Text shown:
--------------------------------

# sawdust storage building



## Rick18071 (May 21, 2014)

I could use some help with this. They are calling it S-1. 1,150 sq ft. 11' high concrete walls and then 9' wood walls on top of that. The roof is wood. one side is left open. Not sure how they are getting the sawdust in. The plans show a large funnel in the roof. 8' from a F-1 building (sawmill). Should this be in a high hazard group?

COMBUSTIBLE FIBERS. Readily ignitable and free-burning materials in a fibrous or shredded form, such as cocoa fiber, cloth, cotton, excelsior, hay, hemp, henequen, istle, jute, kapok, oakum, rags, sisal, Spanish moss, straw, tow, wastepaper, certain synthetic fibers or other like materials. This definition does not include densely packed baled cotton.

This does not say anything about sawdust.

I would apprciate any help on this.


----------



## ICE (May 21, 2014)

Is it fiber or dust?  Could be H2.


----------



## cda (May 21, 2014)

Why are they storing sawdust?

Did you check chap 19 IFC for any sections that apply

http://publicecodes.cyberregs.com/icod/ifc/2009/icod_ifc_2009_19_par013.htm


----------



## Rick18071 (May 21, 2014)

Only says sawdust storage building on plans. It's waste from the saw mill. I guess they store it untill it's get pick up.


----------



## Rick18071 (May 21, 2014)

Are these combustible fibers? wood is not in defintion. Not sure if it is dust.


----------



## ICE (May 21, 2014)

Here, the Fire Dept. determines if it is dust.  A sieve test tells the story.  As I recall it is a 120 micron sieve and if it passes through that, it is dust. I could be off by a mile's worth of microns.


----------



## cda (May 21, 2014)

E102.1.5 Combustible dusts and powders. Finely divided solids which may be dispersed in air as a dust cloud: wood sawdust, plastics, coal, flour, powdered metals (few exceptions).


----------



## hlfireinspector (May 21, 2014)

See Chapter 28 IFC 2803.3 then Chapter 22 and IMC


----------



## Frank (May 21, 2014)

H-3 Combustible Fiber, Flammable Solid.  Subject to spontanious combustion if gets damp or green when sawn.

Worked that fire many times with piles at sawmills or mulch piles.

http://www.kdrv.com/sawdust-sets-fire-at-biomass/

http://www.rexburgstandardjournal.com/news/fire-threat-contained/article_bd1ca486-b147-11e2-8489-0019bb2963f4.html#axzz32MrdaAEJ


----------



## Rick18071 (May 21, 2014)

Thanks hlfireinspector.

--------------------------------

Dataset records on object locations:
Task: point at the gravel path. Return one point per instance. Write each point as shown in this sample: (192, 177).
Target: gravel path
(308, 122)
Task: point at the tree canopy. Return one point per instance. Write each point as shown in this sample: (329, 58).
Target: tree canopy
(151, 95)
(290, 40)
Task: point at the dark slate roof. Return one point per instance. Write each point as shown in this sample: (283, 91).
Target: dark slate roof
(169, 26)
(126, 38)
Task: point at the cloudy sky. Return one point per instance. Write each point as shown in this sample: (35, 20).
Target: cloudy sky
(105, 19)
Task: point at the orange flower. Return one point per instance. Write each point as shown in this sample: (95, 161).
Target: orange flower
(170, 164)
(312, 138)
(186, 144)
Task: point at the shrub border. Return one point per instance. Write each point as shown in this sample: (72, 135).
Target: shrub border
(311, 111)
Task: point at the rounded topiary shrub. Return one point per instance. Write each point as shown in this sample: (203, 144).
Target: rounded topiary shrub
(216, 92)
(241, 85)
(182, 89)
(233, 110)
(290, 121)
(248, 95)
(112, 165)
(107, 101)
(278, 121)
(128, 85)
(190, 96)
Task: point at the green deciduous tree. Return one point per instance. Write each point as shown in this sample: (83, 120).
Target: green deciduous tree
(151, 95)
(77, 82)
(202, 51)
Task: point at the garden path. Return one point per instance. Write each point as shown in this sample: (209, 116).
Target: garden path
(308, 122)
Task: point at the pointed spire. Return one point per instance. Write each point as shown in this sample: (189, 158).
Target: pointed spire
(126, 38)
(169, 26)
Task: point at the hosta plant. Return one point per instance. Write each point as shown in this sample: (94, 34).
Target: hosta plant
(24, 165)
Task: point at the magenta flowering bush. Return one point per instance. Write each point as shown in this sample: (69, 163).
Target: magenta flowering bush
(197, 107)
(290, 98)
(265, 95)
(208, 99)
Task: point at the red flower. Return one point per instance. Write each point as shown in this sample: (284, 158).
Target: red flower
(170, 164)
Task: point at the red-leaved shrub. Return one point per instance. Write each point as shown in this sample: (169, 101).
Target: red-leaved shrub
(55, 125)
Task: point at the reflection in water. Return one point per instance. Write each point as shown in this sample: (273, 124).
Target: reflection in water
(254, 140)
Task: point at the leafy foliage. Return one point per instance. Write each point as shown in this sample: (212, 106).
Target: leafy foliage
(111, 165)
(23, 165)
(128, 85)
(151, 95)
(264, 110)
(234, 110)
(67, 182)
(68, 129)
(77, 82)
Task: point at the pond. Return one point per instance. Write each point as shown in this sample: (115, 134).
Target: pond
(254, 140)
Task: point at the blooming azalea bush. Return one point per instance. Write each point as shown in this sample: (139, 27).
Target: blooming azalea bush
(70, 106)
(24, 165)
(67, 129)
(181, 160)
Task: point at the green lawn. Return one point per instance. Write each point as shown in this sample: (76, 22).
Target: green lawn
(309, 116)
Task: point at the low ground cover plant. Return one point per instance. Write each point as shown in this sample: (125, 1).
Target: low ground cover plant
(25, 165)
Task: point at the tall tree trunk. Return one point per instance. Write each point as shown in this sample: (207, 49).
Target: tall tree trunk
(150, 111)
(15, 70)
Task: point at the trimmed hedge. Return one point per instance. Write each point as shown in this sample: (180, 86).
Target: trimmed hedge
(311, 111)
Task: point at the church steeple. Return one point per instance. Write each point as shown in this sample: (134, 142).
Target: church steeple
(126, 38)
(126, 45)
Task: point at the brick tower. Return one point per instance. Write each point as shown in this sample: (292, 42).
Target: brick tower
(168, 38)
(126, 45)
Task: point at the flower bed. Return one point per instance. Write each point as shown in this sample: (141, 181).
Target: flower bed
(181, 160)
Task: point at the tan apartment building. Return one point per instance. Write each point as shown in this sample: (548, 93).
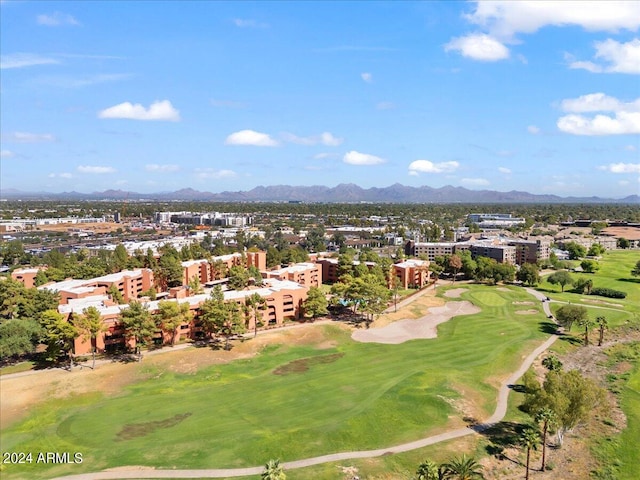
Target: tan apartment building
(306, 274)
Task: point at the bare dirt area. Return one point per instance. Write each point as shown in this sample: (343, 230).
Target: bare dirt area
(574, 460)
(19, 394)
(409, 329)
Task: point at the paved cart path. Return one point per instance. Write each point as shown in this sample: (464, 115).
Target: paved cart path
(498, 415)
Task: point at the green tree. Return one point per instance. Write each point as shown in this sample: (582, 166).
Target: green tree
(529, 439)
(273, 471)
(138, 324)
(529, 274)
(171, 315)
(257, 304)
(552, 363)
(90, 325)
(589, 266)
(429, 470)
(548, 419)
(462, 468)
(587, 323)
(602, 323)
(561, 278)
(18, 337)
(315, 303)
(58, 335)
(567, 315)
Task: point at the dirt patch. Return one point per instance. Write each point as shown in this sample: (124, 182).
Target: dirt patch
(455, 293)
(409, 329)
(134, 430)
(302, 365)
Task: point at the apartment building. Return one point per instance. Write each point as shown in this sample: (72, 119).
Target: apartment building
(130, 283)
(283, 301)
(307, 274)
(412, 273)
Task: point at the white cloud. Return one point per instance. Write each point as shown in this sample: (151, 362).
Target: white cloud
(249, 23)
(159, 110)
(325, 138)
(251, 137)
(625, 119)
(504, 19)
(614, 57)
(95, 169)
(475, 182)
(21, 60)
(478, 47)
(624, 123)
(205, 173)
(154, 167)
(385, 105)
(598, 102)
(426, 166)
(26, 137)
(357, 158)
(57, 19)
(77, 82)
(621, 168)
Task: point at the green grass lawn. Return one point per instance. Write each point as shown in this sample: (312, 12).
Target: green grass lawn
(615, 272)
(289, 402)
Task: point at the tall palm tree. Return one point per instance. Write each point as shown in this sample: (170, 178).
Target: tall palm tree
(529, 439)
(462, 468)
(273, 471)
(429, 470)
(547, 417)
(602, 326)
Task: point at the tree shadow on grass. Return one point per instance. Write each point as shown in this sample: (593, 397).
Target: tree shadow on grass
(501, 436)
(548, 327)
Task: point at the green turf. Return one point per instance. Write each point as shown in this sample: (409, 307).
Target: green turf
(352, 396)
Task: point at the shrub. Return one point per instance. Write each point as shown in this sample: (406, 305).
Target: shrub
(608, 292)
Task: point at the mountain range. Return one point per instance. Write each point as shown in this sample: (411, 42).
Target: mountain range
(342, 193)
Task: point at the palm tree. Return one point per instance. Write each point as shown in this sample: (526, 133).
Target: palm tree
(273, 471)
(462, 468)
(602, 325)
(587, 323)
(547, 417)
(529, 439)
(429, 470)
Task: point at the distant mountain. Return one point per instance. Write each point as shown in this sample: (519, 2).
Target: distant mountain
(343, 193)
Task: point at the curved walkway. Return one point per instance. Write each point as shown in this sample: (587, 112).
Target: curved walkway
(498, 415)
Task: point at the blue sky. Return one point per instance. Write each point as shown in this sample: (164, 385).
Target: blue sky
(157, 96)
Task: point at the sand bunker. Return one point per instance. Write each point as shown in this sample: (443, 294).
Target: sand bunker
(455, 293)
(424, 327)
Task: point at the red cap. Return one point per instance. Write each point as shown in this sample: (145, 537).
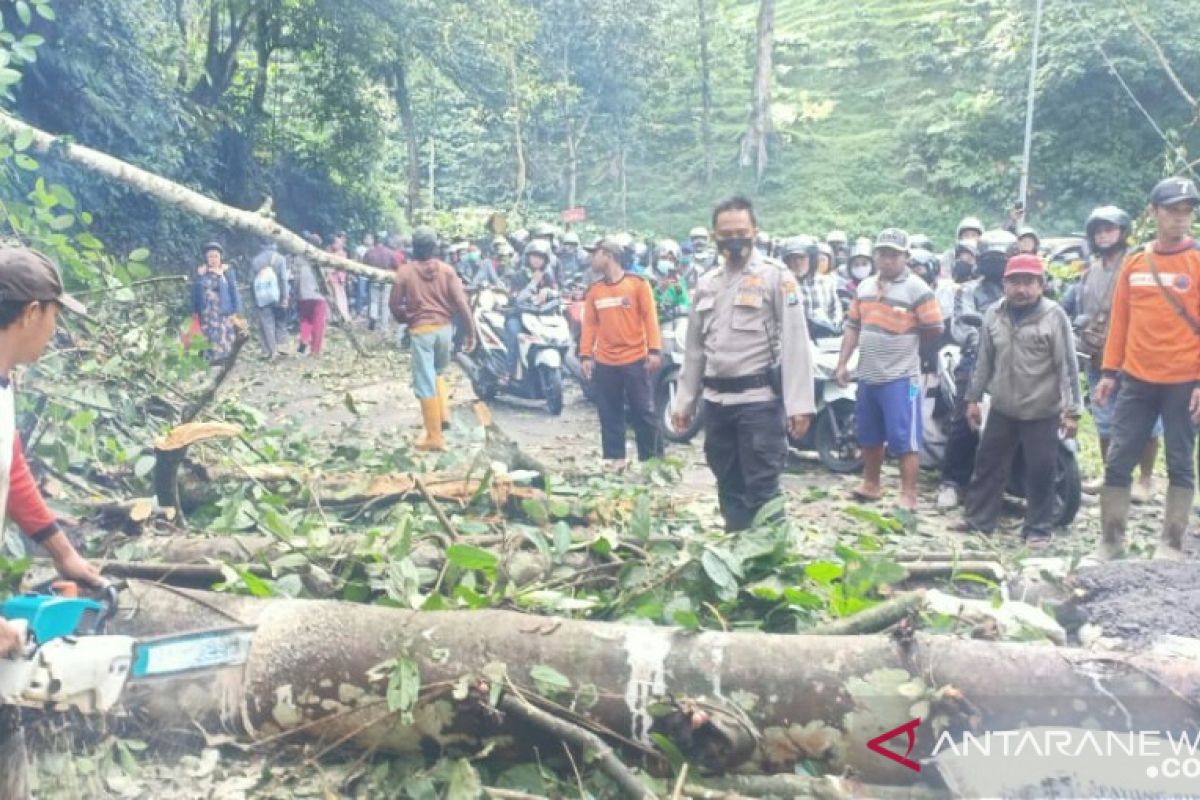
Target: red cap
(1025, 264)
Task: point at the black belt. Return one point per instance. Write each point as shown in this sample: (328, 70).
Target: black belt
(744, 383)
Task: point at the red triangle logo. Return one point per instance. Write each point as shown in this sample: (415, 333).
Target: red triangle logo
(876, 745)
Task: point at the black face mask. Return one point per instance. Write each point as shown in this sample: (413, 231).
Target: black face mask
(993, 269)
(736, 250)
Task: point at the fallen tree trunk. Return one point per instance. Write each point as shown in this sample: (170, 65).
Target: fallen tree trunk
(313, 669)
(175, 194)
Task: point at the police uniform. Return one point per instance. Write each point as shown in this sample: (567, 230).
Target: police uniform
(748, 358)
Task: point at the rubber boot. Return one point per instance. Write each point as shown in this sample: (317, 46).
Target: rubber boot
(1175, 522)
(444, 402)
(1114, 518)
(431, 411)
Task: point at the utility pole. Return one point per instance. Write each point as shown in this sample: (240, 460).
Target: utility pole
(1029, 107)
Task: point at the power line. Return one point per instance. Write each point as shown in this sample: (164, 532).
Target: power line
(1113, 68)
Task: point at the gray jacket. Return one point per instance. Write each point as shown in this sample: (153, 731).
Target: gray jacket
(743, 323)
(1029, 367)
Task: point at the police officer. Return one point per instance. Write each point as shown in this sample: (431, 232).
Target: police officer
(748, 350)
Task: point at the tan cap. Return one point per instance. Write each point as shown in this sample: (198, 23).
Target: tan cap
(28, 276)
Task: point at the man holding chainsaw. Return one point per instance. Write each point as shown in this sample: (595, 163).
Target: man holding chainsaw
(30, 298)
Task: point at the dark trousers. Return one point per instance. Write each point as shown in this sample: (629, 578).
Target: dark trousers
(1138, 407)
(960, 445)
(1038, 440)
(747, 449)
(621, 388)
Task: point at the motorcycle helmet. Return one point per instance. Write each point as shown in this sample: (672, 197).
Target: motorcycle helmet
(1113, 216)
(799, 246)
(1027, 232)
(862, 259)
(995, 248)
(667, 248)
(539, 247)
(969, 223)
(925, 265)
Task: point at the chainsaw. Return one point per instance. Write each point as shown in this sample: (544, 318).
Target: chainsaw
(71, 662)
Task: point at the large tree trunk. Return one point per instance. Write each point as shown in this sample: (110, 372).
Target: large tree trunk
(408, 122)
(706, 90)
(181, 197)
(312, 669)
(754, 143)
(517, 134)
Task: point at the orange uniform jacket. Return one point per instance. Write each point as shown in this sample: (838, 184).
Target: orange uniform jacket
(1147, 338)
(621, 323)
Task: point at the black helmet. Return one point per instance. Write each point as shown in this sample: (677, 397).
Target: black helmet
(1113, 216)
(925, 265)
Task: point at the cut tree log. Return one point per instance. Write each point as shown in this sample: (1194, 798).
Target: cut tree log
(181, 197)
(313, 671)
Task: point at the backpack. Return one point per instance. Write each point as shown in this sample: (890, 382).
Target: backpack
(267, 287)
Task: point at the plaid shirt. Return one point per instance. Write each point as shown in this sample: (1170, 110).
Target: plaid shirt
(821, 300)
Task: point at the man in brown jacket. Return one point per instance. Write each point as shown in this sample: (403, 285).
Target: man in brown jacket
(429, 296)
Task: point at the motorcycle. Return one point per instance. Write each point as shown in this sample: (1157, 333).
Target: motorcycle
(675, 337)
(573, 308)
(833, 433)
(544, 342)
(941, 400)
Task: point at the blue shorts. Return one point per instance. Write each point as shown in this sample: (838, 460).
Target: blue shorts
(1103, 414)
(891, 414)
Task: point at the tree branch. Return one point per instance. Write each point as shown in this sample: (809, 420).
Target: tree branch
(1162, 58)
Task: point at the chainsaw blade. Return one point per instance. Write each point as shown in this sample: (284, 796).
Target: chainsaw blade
(178, 654)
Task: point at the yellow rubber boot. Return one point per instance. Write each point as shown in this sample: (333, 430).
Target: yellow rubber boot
(431, 411)
(444, 402)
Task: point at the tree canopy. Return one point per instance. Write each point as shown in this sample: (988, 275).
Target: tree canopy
(371, 114)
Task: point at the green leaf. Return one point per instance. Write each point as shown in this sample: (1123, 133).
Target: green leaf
(403, 687)
(144, 465)
(465, 783)
(468, 557)
(719, 573)
(549, 679)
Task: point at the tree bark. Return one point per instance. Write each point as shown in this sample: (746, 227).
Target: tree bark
(408, 122)
(706, 90)
(312, 671)
(181, 197)
(754, 143)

--------------------------------

Set of tasks:
1. In the sawdust storage thread, how far is the proposed building from the sawmill?
2. Transcribe the lines of the records from the line containing "Task: point at the tree bark." through the end of the records, inclusive.
The sawdust storage thread and the records are separate, unrelated material.

Expected outputs:
1. 8 feet.

2.
Task: point at the tree bark. Return one point per instance. Write each point as shown in this sample: (746, 227).
Target: tree bark
(408, 122)
(706, 90)
(312, 671)
(181, 197)
(754, 143)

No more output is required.